Directions: Copy everything in the review of Melissa Bull's story collection below, from "There’s a power" down to "the opening story.".

Text shown:
-=-=-

There’s a power and beauty to the collection from the get-go, a force to Melissa Bull’s writing with its talk of abortions and tumours that wind within, “embracing […] from the inside,” as two girls close a store in the opening story.

Then, abruptly, pleasingly, eighteen-wheeler trucks are veering along the highway and we shift gears into a first-person narrative and linguistic tensions. Creaking relationships and power dynamics play out over breakfast at a diner. There are Mason jars half-filled with scotch; a punk with “jello-pink hair” sheds “globby baby tears” as medical guinea pigs subject themselves to pharmaceutical testing in return for $1000; people all too often settle for second best (“I looked a little like the girl he really liked except she was more athletic and I was less friendly.”)

There’s the odd sprinkling of French (“rien de spécial about ce soir”) throughout. We switch from absolute realism (“My foam mattress was about two inches thick. I could feel the uneven floorboards underneath. The bed, if it could be called one, was squeezed into an alcove in front of a crooked, curtainless window.”) to something more poetic (“My alarm clock clicked its muted battery-operated metronome, timing the morning’s pale yellow beams, which flooded through aspen maple branches in a pre-string stream, all show-offy traingular angles, no heat.”).

There are some lovely turns of phrase. A girl is “Laval-pretty”; a crowd, “a cumbersome series of grabs.” Expectations are inverted as someone isn’t “snug as a bug in a rug” but, more likely for this particular collection, “snug as a bug in her sick.” It’s delightfully obvious that Bull is perfectly at home in a world that we assume to be contemporary Montreal. She moves between linguistic and social strata with ease, the short story form very much suited to giving the reader a flavour of what’s happening before shuffling characters, changing registers, zooming in on a different perspective, then moving on.

Perspective, a certain way of looking at the world, seems key to Bull’s writing:

“She wondered what someone who spent every other day by the highway, under the huge bridge that connected the island to the South Shore, at the part of the Saint Lawrence where the rapids rip up the blues and greys, what that person saw of the city she never did.”

A rule of thumb that sometimes applies as much to the narrator as to the characters:

“Wait. I was eating an apple something. Strudel. The almond croissant was another day.”

The collection is thoughtful and well thought-out. The stories linger after we move on, each with its own aftertaste. Tart, not sweet.

-=-=-

Data extract:
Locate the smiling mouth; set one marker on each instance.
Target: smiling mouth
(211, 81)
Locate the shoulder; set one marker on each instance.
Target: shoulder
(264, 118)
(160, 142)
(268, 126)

-=-=-

Expected answer:
There’s a power and beauty to the collection from the get-go, a force to Melissa Bull’s writing with its talk of abortions and tumours that wind within, “embracing […] from the inside,” as two girls close a store in the opening story.